CONSIGNES À SUIVRE >> Mettez l'ensemble des rangées ci-dessous sous forme de liste JSON de chaînes, à raison d'une chaîne par ligne, en omettant les lignes vides. N'incluez pas les images dans votre réponse.

DONNÉES PRÉSENTÉES >>
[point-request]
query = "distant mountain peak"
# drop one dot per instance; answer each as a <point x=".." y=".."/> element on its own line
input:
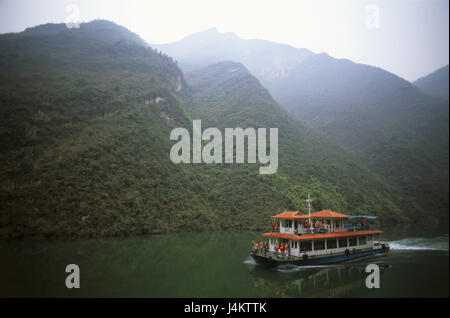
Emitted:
<point x="436" y="83"/>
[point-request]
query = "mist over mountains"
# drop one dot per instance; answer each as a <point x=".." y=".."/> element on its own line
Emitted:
<point x="436" y="83"/>
<point x="399" y="131"/>
<point x="86" y="116"/>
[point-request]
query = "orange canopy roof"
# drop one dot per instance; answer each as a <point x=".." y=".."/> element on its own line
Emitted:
<point x="290" y="215"/>
<point x="325" y="214"/>
<point x="322" y="236"/>
<point x="328" y="214"/>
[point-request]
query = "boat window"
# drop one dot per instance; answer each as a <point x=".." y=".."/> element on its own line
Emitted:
<point x="343" y="242"/>
<point x="362" y="240"/>
<point x="319" y="245"/>
<point x="306" y="246"/>
<point x="332" y="243"/>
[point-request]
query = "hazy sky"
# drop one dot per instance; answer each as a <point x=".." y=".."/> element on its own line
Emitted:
<point x="406" y="37"/>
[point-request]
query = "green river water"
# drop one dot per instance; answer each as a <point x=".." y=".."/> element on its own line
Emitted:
<point x="215" y="265"/>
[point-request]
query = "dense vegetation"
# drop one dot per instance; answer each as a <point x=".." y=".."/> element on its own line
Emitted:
<point x="85" y="119"/>
<point x="400" y="133"/>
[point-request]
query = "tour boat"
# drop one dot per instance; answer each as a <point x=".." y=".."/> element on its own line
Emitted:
<point x="318" y="238"/>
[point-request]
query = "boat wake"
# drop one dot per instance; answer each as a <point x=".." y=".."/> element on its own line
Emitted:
<point x="295" y="268"/>
<point x="439" y="243"/>
<point x="249" y="261"/>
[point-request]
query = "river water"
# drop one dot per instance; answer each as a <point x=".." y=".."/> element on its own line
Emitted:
<point x="215" y="265"/>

RÉPONSE CI-DESSOUS >>
[
  "[point-request]",
  "query = \"distant mountain peak\"",
  "# drop one dot per instance; answer each as a <point x=\"..\" y=\"..\"/> element on its own line",
  "input:",
  "Emitted:",
  "<point x=\"436\" y=\"83\"/>",
  "[point-request]",
  "query = \"mist over mountains\"",
  "# drop one dot per instance; answer each as a <point x=\"..\" y=\"..\"/> element on its own line",
  "Emitted:",
  "<point x=\"436\" y=\"83\"/>",
  "<point x=\"399\" y=\"131\"/>",
  "<point x=\"86\" y=\"116\"/>",
  "[point-request]",
  "query = \"orange canopy roof\"",
  "# drop one dot per instance; answer each as a <point x=\"..\" y=\"..\"/> element on its own line",
  "Emitted:",
  "<point x=\"290\" y=\"215\"/>",
  "<point x=\"325\" y=\"214\"/>",
  "<point x=\"322\" y=\"236\"/>",
  "<point x=\"328\" y=\"214\"/>",
  "[point-request]",
  "query = \"boat window\"",
  "# drop one dot per instance; answer each as a <point x=\"..\" y=\"..\"/> element on its own line",
  "Emitted:",
  "<point x=\"343\" y=\"242\"/>",
  "<point x=\"362\" y=\"240\"/>",
  "<point x=\"319\" y=\"245\"/>",
  "<point x=\"306\" y=\"246\"/>",
  "<point x=\"332\" y=\"243\"/>",
  "[point-request]",
  "query = \"hazy sky\"",
  "# drop one dot per instance; answer each as a <point x=\"..\" y=\"..\"/> element on its own line",
  "Emitted:",
  "<point x=\"406\" y=\"37\"/>",
  "[point-request]",
  "query = \"green river water\"",
  "# drop one dot per instance; answer each as a <point x=\"..\" y=\"..\"/> element on its own line",
  "Emitted:",
  "<point x=\"215\" y=\"265\"/>",
  "[point-request]",
  "query = \"dense vegetation\"",
  "# drop one dot per instance; answer each as a <point x=\"..\" y=\"..\"/> element on its own line",
  "Emitted:",
  "<point x=\"85\" y=\"119\"/>",
  "<point x=\"400\" y=\"133\"/>",
  "[point-request]",
  "query = \"tour boat\"",
  "# drop one dot per instance; answer each as a <point x=\"..\" y=\"..\"/> element on its own line",
  "Emitted:",
  "<point x=\"318\" y=\"238\"/>",
  "[point-request]",
  "query = \"boat wake\"",
  "# drop one dot per instance; answer each as a <point x=\"..\" y=\"..\"/> element on its own line",
  "Emitted:",
  "<point x=\"295\" y=\"268\"/>",
  "<point x=\"439\" y=\"243\"/>",
  "<point x=\"249\" y=\"261\"/>",
  "[point-request]",
  "query = \"river water\"",
  "# drop one dot per instance; answer each as a <point x=\"..\" y=\"..\"/> element on its own line",
  "Emitted:",
  "<point x=\"215\" y=\"265\"/>"
]